[Do this]
Please write the next part of the patent passage below on concrete masonry footing blocks, starting after its final sentence.

[Selected passage]
[START]
It is another object of the invention to provide a footing system
for masonry structures comprising a plurality of CM footing blocks
disposed in abutting relationship along a footing axis
substantially parallel to the plane of the structure to be
supported with such footing blocks having protrusions and
depressions in the abutting ends thereof to provide a lateral
interlocking, and having lateral dimensions substantially
perpendicular to the footing axis and longitudinal dimensions along
such axis wherein the lateral dimensions are substantially larger
than the longitudinal dimensions.
It is still a further object of the invention to provide a
prefabricated CM footing block for masonry structures comprising a
concrete masonry block having a bottom surface for engagement with
a horizontal foundation substrate and a top surface for supporting
said structure on said foundation substrate wherein said top and
bottom surfaces have at least major portions thereof disposed in
substantially parallel planes, with the CM block having a
longitudinal axis substantially parallel to said planes and passing
through the centroid of said CM block and having a transverse axis
substantially parallel to said planes and passing through the
centroid of said CM block substantially perpendicular to said
longitudinal axis, where the block has a dimension on the
transverse axis substantially greater than its dimension on the
longitudinal axis, and has end surfaces at opposite ends thereof
with at least a major portion of each end surface substantially
parallel to the transverse axis, and with the end surfaces at each
of said opposite ends having first portions thereof disposed in
planes substantially parallel to the transverse axis located at a
first distance from the transverse axis and having second portions
thereof disposed in planes substantially parallel to the transverse
axis located at a second distance from the transverse axis wherein
said first and second distances are different and the end surfaces
include portions joining said first and second portions of said end
surfaces.
[END]
[Dataset content]
[START]
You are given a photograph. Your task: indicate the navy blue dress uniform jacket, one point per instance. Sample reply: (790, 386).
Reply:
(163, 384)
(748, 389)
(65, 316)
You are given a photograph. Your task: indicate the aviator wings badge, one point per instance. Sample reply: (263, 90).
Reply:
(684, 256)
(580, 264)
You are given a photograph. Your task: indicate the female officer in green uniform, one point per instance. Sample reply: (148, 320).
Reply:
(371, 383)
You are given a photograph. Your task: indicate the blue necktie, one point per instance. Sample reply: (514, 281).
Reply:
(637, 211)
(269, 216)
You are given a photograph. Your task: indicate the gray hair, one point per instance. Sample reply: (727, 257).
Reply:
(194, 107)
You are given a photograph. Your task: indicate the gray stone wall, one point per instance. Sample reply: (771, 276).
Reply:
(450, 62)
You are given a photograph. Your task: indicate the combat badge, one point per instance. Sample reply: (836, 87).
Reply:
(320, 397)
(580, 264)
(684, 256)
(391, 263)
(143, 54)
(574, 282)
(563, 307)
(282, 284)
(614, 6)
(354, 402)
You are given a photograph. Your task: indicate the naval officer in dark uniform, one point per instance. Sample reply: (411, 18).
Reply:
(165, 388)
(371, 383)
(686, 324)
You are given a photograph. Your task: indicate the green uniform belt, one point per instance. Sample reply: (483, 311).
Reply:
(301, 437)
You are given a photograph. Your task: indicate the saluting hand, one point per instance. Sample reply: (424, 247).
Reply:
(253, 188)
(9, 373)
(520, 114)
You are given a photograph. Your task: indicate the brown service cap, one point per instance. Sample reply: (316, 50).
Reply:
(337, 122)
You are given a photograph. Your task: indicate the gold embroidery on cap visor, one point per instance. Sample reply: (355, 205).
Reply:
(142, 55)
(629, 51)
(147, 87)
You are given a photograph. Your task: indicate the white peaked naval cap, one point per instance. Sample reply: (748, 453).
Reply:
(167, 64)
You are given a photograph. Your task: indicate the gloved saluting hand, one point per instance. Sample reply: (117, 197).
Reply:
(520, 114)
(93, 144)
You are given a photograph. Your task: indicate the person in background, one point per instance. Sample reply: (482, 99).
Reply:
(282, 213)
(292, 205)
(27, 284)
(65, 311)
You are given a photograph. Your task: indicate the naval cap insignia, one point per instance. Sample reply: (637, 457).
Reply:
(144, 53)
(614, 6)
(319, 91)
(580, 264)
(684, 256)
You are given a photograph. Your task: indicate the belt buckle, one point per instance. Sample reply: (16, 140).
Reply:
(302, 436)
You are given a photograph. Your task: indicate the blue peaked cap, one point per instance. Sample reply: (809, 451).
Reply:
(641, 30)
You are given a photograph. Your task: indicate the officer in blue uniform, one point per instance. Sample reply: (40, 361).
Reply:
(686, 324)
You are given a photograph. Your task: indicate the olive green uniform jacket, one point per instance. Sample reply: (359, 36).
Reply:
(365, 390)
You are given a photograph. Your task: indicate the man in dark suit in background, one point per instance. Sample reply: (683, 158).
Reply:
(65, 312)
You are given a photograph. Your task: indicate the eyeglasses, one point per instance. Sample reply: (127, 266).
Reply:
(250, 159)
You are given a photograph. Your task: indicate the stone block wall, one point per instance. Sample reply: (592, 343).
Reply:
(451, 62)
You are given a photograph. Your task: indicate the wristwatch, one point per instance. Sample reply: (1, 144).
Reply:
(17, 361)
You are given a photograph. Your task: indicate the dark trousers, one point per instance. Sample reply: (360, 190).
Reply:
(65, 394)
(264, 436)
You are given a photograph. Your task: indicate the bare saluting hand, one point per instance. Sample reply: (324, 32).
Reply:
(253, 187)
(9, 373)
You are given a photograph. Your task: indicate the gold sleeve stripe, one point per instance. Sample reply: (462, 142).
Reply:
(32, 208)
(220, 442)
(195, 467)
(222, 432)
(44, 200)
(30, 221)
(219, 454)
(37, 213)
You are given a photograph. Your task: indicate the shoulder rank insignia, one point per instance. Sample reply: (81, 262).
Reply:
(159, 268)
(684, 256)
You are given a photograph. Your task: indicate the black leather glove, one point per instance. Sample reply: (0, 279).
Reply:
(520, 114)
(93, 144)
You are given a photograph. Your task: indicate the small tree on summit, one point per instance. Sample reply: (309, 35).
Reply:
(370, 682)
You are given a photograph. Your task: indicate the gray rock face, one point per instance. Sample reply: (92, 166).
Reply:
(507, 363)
[END]
[Result]
Briefly described, the present invention comprises a prefabricated
concrete masonry block footing system for supporting masonry wall
and the like structures wherein the CM footing blocks are of a
generally oblong shape with the long or main axis of the block
disposed substantially perpendicular to the plane of the wall and
the axis of the footing. Adjacent CM footing blocks abut and
interface along their long sides in contrast to prior construction
wherein precast footing blocks generally were disposed in an
end-to-end relationship.
The interfacing surfaces of the concrete masonry ("CM") blocks
formed according to the invention are provided with mating
protrusions and depressions to maximize lateral strength and
stability in the footing. This shape and disposition of the
prefabricated CM blocks in the footing according to the system of
the invention permits forming footings of a relatively wide lateral
dimension to cope with poor soil conditions while at the same time
keeping the weight of the individual CM blocks relatively low to
permit efficient manual handling. Simultaneous with the foregoing
advantage, the footing system of the invention permits the footing
to conform to the inevitable unevenness of the substrate foundation
by virtue of the ability of the prefabricated footing blocks of
relatively limited longitudinal dimension to settle into firm
support engagement with such substrate. This eliminates a large
degree of the uneven support encountered with the older oblong
end-to-end blocks wherein the blocks tended to be supported at
spaced prominences in the substrate thereby imposing stresses which
frequently resulted in breakage in the footing and weakening if not
cracking in the supported wall.
According to the preferred embodiment of the invention, the
prefabricated CM footing blocks are provided in modular form having
a horizontal cross section comprised of a plurality of nominal
squares offset with respect to one another to provide the
protrusions and depressions for interlocking engagement between
adjacent blocks. The blocks may be provided in a variety of sizes
which are multiples of the module to thereby permit an
architectural and engineering flexibility not previously possible
with footings of a prefabricated type.
Corner or pilaster CM blocks are provided which also are modular in
construction and have a generally rectangular horizontal cross
section with protrusions and depressions on all four sides thereof
so as to mate with stretcher blocks extending from the corners in
any or all of four directions. According to a preferred embodiment
of the invention, the dimensions of the depressions and protrusions
on the CM corner blocks are related to the mating depressions and
protrusions on the stretcher blocks in such a manner as to provide
vertical access openings at the interfaces to receive vertical
reinforcing rods should such reinforcement be necessary or
desirable.
Other objects, features and advantages of the present invention
will become apparent upon reading the following specification and
claims when taken in conjunction with the accompanying
drawings.
BRIEF DESCRIPTION OF THE DRAWINGS
FIG. 1 is a plan view of an illustrative portion of a footing for a
building structure formed with the prefabricated CM block footing
system of the invention.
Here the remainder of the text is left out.